EXCERPTED TEXT:
*****
Hi FluffyDinosaur. You mean you can't move anything at all, when you experience what you refer to? That sounds rather scary. The interesting thing that sounds like a link is seeing the scary stuff. Is it always the case that you see something scary before these sleep paralysis episodes? Is it part of dreams that you are seeing these things, or do you suspect something else (hallucination, or real life scary scene)?
I think what you describe sounds concerning enough for you to mention it to your doctor. I would have no idea what its cause is. Skeezyks seems to reference how one sleeps as a possible cause. Perhaps unrelated, but I certainly have awakened to find I couldn't move an arm, but I saw that as simple cutting off blood flow to nerve fibers (my arm"fell asleep" ). I'm not sure if that is what Skeezkys is referring to.
*****
ENTRIES SUPPLIED:
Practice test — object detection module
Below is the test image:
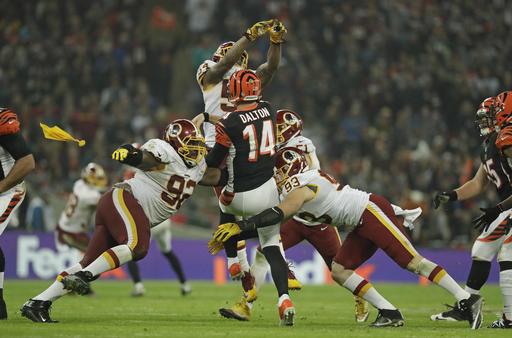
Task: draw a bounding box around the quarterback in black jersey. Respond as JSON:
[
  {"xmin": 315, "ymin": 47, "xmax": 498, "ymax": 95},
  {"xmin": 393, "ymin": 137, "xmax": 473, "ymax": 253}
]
[
  {"xmin": 431, "ymin": 97, "xmax": 512, "ymax": 327},
  {"xmin": 206, "ymin": 70, "xmax": 295, "ymax": 325}
]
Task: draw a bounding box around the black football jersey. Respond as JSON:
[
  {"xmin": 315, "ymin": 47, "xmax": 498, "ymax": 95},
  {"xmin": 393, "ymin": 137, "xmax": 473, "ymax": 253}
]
[
  {"xmin": 480, "ymin": 133, "xmax": 512, "ymax": 201},
  {"xmin": 206, "ymin": 101, "xmax": 276, "ymax": 192}
]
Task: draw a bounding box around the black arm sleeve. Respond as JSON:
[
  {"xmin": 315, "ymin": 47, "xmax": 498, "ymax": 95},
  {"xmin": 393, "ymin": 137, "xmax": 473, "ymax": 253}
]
[
  {"xmin": 0, "ymin": 132, "xmax": 32, "ymax": 160},
  {"xmin": 205, "ymin": 143, "xmax": 229, "ymax": 168},
  {"xmin": 236, "ymin": 207, "xmax": 284, "ymax": 231}
]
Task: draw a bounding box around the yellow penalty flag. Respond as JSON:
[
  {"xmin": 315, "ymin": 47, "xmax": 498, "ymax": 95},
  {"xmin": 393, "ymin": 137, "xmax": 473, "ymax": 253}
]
[{"xmin": 39, "ymin": 123, "xmax": 85, "ymax": 147}]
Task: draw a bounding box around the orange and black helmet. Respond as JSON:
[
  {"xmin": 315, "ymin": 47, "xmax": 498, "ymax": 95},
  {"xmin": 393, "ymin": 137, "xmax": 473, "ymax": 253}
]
[{"xmin": 229, "ymin": 69, "xmax": 261, "ymax": 105}]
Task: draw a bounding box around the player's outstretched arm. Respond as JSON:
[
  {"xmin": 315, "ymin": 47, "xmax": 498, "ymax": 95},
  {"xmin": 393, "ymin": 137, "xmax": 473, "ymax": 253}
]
[
  {"xmin": 433, "ymin": 164, "xmax": 489, "ymax": 209},
  {"xmin": 112, "ymin": 144, "xmax": 165, "ymax": 171},
  {"xmin": 199, "ymin": 167, "xmax": 229, "ymax": 187},
  {"xmin": 256, "ymin": 20, "xmax": 287, "ymax": 88},
  {"xmin": 0, "ymin": 154, "xmax": 36, "ymax": 193},
  {"xmin": 202, "ymin": 20, "xmax": 273, "ymax": 87}
]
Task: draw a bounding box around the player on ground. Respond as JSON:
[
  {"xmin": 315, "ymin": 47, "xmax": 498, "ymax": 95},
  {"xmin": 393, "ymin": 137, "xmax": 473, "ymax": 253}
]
[
  {"xmin": 192, "ymin": 20, "xmax": 294, "ymax": 299},
  {"xmin": 0, "ymin": 108, "xmax": 35, "ymax": 320},
  {"xmin": 214, "ymin": 148, "xmax": 482, "ymax": 329},
  {"xmin": 219, "ymin": 109, "xmax": 369, "ymax": 322},
  {"xmin": 21, "ymin": 119, "xmax": 220, "ymax": 323},
  {"xmin": 431, "ymin": 97, "xmax": 512, "ymax": 326},
  {"xmin": 206, "ymin": 70, "xmax": 295, "ymax": 325}
]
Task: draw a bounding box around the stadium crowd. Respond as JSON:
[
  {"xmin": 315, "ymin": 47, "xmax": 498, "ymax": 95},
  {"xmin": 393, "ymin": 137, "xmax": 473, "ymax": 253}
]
[{"xmin": 0, "ymin": 0, "xmax": 512, "ymax": 246}]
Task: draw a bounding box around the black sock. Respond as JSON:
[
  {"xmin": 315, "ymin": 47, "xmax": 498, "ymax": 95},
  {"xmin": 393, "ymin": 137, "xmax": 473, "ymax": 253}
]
[
  {"xmin": 162, "ymin": 250, "xmax": 187, "ymax": 284},
  {"xmin": 263, "ymin": 245, "xmax": 288, "ymax": 297},
  {"xmin": 466, "ymin": 260, "xmax": 491, "ymax": 290},
  {"xmin": 126, "ymin": 261, "xmax": 141, "ymax": 284}
]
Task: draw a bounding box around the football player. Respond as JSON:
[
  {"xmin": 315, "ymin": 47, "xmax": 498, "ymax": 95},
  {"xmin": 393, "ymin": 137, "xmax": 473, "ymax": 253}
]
[
  {"xmin": 206, "ymin": 69, "xmax": 295, "ymax": 325},
  {"xmin": 21, "ymin": 119, "xmax": 222, "ymax": 323},
  {"xmin": 55, "ymin": 162, "xmax": 108, "ymax": 252},
  {"xmin": 214, "ymin": 147, "xmax": 482, "ymax": 329},
  {"xmin": 219, "ymin": 109, "xmax": 369, "ymax": 322},
  {"xmin": 192, "ymin": 19, "xmax": 293, "ymax": 297},
  {"xmin": 431, "ymin": 97, "xmax": 512, "ymax": 327},
  {"xmin": 123, "ymin": 168, "xmax": 192, "ymax": 297},
  {"xmin": 0, "ymin": 108, "xmax": 35, "ymax": 320}
]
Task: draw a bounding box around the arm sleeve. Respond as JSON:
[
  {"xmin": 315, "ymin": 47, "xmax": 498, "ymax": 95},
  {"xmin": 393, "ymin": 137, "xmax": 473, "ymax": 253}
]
[
  {"xmin": 206, "ymin": 143, "xmax": 229, "ymax": 168},
  {"xmin": 0, "ymin": 132, "xmax": 32, "ymax": 160}
]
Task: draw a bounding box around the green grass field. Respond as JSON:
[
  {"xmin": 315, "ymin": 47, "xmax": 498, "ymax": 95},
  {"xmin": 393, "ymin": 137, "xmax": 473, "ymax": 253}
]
[{"xmin": 0, "ymin": 281, "xmax": 511, "ymax": 338}]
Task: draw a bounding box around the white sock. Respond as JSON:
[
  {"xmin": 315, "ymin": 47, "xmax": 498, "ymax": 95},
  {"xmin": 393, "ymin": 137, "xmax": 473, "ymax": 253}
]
[
  {"xmin": 500, "ymin": 270, "xmax": 512, "ymax": 320},
  {"xmin": 343, "ymin": 272, "xmax": 396, "ymax": 310},
  {"xmin": 251, "ymin": 250, "xmax": 270, "ymax": 291},
  {"xmin": 84, "ymin": 244, "xmax": 132, "ymax": 276},
  {"xmin": 415, "ymin": 258, "xmax": 471, "ymax": 301},
  {"xmin": 236, "ymin": 246, "xmax": 251, "ymax": 272},
  {"xmin": 464, "ymin": 285, "xmax": 480, "ymax": 295},
  {"xmin": 32, "ymin": 263, "xmax": 82, "ymax": 302},
  {"xmin": 228, "ymin": 257, "xmax": 240, "ymax": 269},
  {"xmin": 277, "ymin": 293, "xmax": 290, "ymax": 306}
]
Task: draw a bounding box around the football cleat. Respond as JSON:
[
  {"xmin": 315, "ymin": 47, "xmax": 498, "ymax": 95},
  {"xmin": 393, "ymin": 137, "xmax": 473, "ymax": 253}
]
[
  {"xmin": 487, "ymin": 314, "xmax": 512, "ymax": 329},
  {"xmin": 370, "ymin": 309, "xmax": 405, "ymax": 327},
  {"xmin": 279, "ymin": 299, "xmax": 295, "ymax": 326},
  {"xmin": 181, "ymin": 282, "xmax": 192, "ymax": 296},
  {"xmin": 0, "ymin": 298, "xmax": 7, "ymax": 320},
  {"xmin": 457, "ymin": 295, "xmax": 483, "ymax": 330},
  {"xmin": 288, "ymin": 263, "xmax": 302, "ymax": 291},
  {"xmin": 242, "ymin": 271, "xmax": 258, "ymax": 302},
  {"xmin": 354, "ymin": 296, "xmax": 370, "ymax": 323},
  {"xmin": 20, "ymin": 299, "xmax": 58, "ymax": 323},
  {"xmin": 228, "ymin": 263, "xmax": 244, "ymax": 280},
  {"xmin": 132, "ymin": 282, "xmax": 146, "ymax": 297},
  {"xmin": 61, "ymin": 271, "xmax": 94, "ymax": 296},
  {"xmin": 219, "ymin": 297, "xmax": 251, "ymax": 321},
  {"xmin": 430, "ymin": 303, "xmax": 466, "ymax": 322}
]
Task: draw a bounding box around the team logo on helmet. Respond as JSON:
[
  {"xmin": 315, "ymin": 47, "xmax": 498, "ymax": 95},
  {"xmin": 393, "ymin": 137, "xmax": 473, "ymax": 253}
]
[
  {"xmin": 81, "ymin": 162, "xmax": 108, "ymax": 190},
  {"xmin": 475, "ymin": 97, "xmax": 497, "ymax": 136},
  {"xmin": 274, "ymin": 147, "xmax": 309, "ymax": 189},
  {"xmin": 163, "ymin": 119, "xmax": 206, "ymax": 167},
  {"xmin": 229, "ymin": 69, "xmax": 261, "ymax": 104},
  {"xmin": 276, "ymin": 109, "xmax": 303, "ymax": 146}
]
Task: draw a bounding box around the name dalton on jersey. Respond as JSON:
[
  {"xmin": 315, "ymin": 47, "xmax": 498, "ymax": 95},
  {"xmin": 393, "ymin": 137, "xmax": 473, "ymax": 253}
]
[{"xmin": 238, "ymin": 107, "xmax": 270, "ymax": 123}]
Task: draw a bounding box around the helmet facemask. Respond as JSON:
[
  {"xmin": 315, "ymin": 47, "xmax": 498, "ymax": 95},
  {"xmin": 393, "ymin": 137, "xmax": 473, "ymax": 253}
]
[
  {"xmin": 276, "ymin": 112, "xmax": 301, "ymax": 146},
  {"xmin": 274, "ymin": 149, "xmax": 309, "ymax": 191}
]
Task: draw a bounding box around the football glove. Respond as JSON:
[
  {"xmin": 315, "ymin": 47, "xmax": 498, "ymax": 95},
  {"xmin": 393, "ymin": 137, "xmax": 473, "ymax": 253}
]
[
  {"xmin": 244, "ymin": 20, "xmax": 274, "ymax": 41},
  {"xmin": 208, "ymin": 239, "xmax": 224, "ymax": 256},
  {"xmin": 213, "ymin": 223, "xmax": 241, "ymax": 243},
  {"xmin": 112, "ymin": 144, "xmax": 142, "ymax": 166},
  {"xmin": 471, "ymin": 204, "xmax": 503, "ymax": 232},
  {"xmin": 432, "ymin": 190, "xmax": 457, "ymax": 209},
  {"xmin": 269, "ymin": 20, "xmax": 288, "ymax": 44}
]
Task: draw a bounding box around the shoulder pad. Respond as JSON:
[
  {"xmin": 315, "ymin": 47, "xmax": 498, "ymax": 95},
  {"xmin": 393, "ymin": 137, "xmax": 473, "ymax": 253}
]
[
  {"xmin": 0, "ymin": 108, "xmax": 20, "ymax": 135},
  {"xmin": 496, "ymin": 126, "xmax": 512, "ymax": 150}
]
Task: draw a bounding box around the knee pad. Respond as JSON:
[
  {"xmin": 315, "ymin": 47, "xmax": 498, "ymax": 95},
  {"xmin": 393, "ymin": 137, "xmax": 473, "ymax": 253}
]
[
  {"xmin": 407, "ymin": 255, "xmax": 437, "ymax": 276},
  {"xmin": 132, "ymin": 245, "xmax": 148, "ymax": 261},
  {"xmin": 331, "ymin": 261, "xmax": 354, "ymax": 285}
]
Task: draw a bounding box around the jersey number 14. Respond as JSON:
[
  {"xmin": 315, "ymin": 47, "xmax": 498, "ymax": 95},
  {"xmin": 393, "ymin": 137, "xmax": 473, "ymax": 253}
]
[{"xmin": 243, "ymin": 120, "xmax": 275, "ymax": 162}]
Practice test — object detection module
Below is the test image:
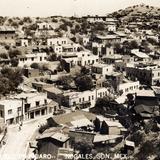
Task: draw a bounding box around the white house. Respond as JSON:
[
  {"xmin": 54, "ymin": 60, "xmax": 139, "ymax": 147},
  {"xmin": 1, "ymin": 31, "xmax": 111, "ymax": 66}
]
[
  {"xmin": 37, "ymin": 22, "xmax": 54, "ymax": 30},
  {"xmin": 0, "ymin": 93, "xmax": 57, "ymax": 124},
  {"xmin": 45, "ymin": 87, "xmax": 110, "ymax": 107},
  {"xmin": 92, "ymin": 63, "xmax": 113, "ymax": 77},
  {"xmin": 17, "ymin": 52, "xmax": 47, "ymax": 67},
  {"xmin": 47, "ymin": 37, "xmax": 71, "ymax": 46},
  {"xmin": 118, "ymin": 80, "xmax": 140, "ymax": 95}
]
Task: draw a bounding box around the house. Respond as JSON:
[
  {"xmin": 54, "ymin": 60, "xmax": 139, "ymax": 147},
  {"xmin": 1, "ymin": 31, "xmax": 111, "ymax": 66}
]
[
  {"xmin": 93, "ymin": 134, "xmax": 123, "ymax": 147},
  {"xmin": 91, "ymin": 63, "xmax": 113, "ymax": 77},
  {"xmin": 45, "ymin": 87, "xmax": 109, "ymax": 108},
  {"xmin": 20, "ymin": 39, "xmax": 29, "ymax": 47},
  {"xmin": 0, "ymin": 26, "xmax": 16, "ymax": 45},
  {"xmin": 92, "ymin": 42, "xmax": 114, "ymax": 57},
  {"xmin": 36, "ymin": 128, "xmax": 73, "ymax": 160},
  {"xmin": 123, "ymin": 140, "xmax": 135, "ymax": 155},
  {"xmin": 97, "ymin": 116, "xmax": 125, "ymax": 135},
  {"xmin": 37, "ymin": 22, "xmax": 54, "ymax": 30},
  {"xmin": 101, "ymin": 121, "xmax": 124, "ymax": 135},
  {"xmin": 134, "ymin": 89, "xmax": 159, "ymax": 119},
  {"xmin": 95, "ymin": 34, "xmax": 121, "ymax": 44},
  {"xmin": 102, "ymin": 54, "xmax": 122, "ymax": 64},
  {"xmin": 107, "ymin": 22, "xmax": 116, "ymax": 32},
  {"xmin": 23, "ymin": 68, "xmax": 40, "ymax": 78},
  {"xmin": 131, "ymin": 49, "xmax": 152, "ymax": 63},
  {"xmin": 0, "ymin": 93, "xmax": 57, "ymax": 124},
  {"xmin": 79, "ymin": 35, "xmax": 90, "ymax": 46},
  {"xmin": 17, "ymin": 52, "xmax": 47, "ymax": 67},
  {"xmin": 32, "ymin": 82, "xmax": 53, "ymax": 92},
  {"xmin": 61, "ymin": 51, "xmax": 99, "ymax": 67},
  {"xmin": 118, "ymin": 79, "xmax": 140, "ymax": 95},
  {"xmin": 47, "ymin": 110, "xmax": 96, "ymax": 129},
  {"xmin": 126, "ymin": 63, "xmax": 160, "ymax": 85},
  {"xmin": 82, "ymin": 15, "xmax": 117, "ymax": 24},
  {"xmin": 47, "ymin": 37, "xmax": 71, "ymax": 46}
]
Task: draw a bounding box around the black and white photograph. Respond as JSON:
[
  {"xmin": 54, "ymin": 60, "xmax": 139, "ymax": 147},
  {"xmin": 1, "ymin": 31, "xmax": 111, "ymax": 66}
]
[{"xmin": 0, "ymin": 0, "xmax": 160, "ymax": 160}]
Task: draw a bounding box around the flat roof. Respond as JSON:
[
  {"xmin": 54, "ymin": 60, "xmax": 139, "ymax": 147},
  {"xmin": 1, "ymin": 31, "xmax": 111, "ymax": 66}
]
[
  {"xmin": 44, "ymin": 87, "xmax": 63, "ymax": 94},
  {"xmin": 137, "ymin": 89, "xmax": 155, "ymax": 97},
  {"xmin": 93, "ymin": 134, "xmax": 123, "ymax": 143},
  {"xmin": 96, "ymin": 35, "xmax": 120, "ymax": 40}
]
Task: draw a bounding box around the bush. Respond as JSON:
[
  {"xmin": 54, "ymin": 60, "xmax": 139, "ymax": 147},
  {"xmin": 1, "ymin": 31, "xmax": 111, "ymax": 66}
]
[
  {"xmin": 75, "ymin": 75, "xmax": 93, "ymax": 91},
  {"xmin": 8, "ymin": 49, "xmax": 22, "ymax": 58},
  {"xmin": 11, "ymin": 58, "xmax": 18, "ymax": 67},
  {"xmin": 59, "ymin": 24, "xmax": 68, "ymax": 31}
]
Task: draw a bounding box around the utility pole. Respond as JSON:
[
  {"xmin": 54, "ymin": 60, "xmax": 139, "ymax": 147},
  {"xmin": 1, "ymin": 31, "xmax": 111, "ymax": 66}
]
[{"xmin": 21, "ymin": 98, "xmax": 25, "ymax": 123}]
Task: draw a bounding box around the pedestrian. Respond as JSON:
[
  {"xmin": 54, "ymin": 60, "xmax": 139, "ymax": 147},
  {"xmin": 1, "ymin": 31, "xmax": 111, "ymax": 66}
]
[{"xmin": 19, "ymin": 125, "xmax": 21, "ymax": 131}]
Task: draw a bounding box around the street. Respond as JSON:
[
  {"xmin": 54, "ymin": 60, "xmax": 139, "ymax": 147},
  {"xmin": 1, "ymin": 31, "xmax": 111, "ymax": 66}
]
[{"xmin": 0, "ymin": 115, "xmax": 51, "ymax": 160}]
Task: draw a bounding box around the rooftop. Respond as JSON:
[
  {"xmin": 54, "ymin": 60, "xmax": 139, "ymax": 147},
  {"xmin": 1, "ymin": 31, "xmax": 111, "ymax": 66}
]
[{"xmin": 137, "ymin": 89, "xmax": 155, "ymax": 97}]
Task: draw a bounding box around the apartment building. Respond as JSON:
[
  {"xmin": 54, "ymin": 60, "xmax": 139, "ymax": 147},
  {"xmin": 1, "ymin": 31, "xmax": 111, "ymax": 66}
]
[
  {"xmin": 17, "ymin": 52, "xmax": 47, "ymax": 67},
  {"xmin": 126, "ymin": 64, "xmax": 160, "ymax": 85},
  {"xmin": 0, "ymin": 26, "xmax": 16, "ymax": 45},
  {"xmin": 91, "ymin": 63, "xmax": 114, "ymax": 77},
  {"xmin": 45, "ymin": 87, "xmax": 109, "ymax": 108},
  {"xmin": 0, "ymin": 93, "xmax": 57, "ymax": 124}
]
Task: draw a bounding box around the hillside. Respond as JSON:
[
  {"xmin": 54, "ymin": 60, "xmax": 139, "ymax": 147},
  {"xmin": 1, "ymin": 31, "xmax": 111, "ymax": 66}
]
[{"xmin": 109, "ymin": 4, "xmax": 160, "ymax": 22}]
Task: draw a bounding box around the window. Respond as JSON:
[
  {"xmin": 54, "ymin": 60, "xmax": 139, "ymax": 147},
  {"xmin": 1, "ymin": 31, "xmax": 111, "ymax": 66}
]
[
  {"xmin": 36, "ymin": 101, "xmax": 39, "ymax": 106},
  {"xmin": 24, "ymin": 103, "xmax": 30, "ymax": 113},
  {"xmin": 17, "ymin": 107, "xmax": 21, "ymax": 112},
  {"xmin": 8, "ymin": 109, "xmax": 12, "ymax": 114},
  {"xmin": 44, "ymin": 99, "xmax": 47, "ymax": 104}
]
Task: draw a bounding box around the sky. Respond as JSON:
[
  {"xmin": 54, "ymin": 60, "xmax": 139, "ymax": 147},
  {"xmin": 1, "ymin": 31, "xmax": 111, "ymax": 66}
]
[{"xmin": 0, "ymin": 0, "xmax": 160, "ymax": 17}]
*****
TASK DETAILS:
Please render this sentence from the forum reply about sleep paralysis in Spanish: "I think what you describe sounds concerning enough for you to mention it to your doctor."

SOLUTION TO THIS EXERCISE:
Creo que lo que describes suena lo bastante preocupante como para que se lo menciones a tu médico.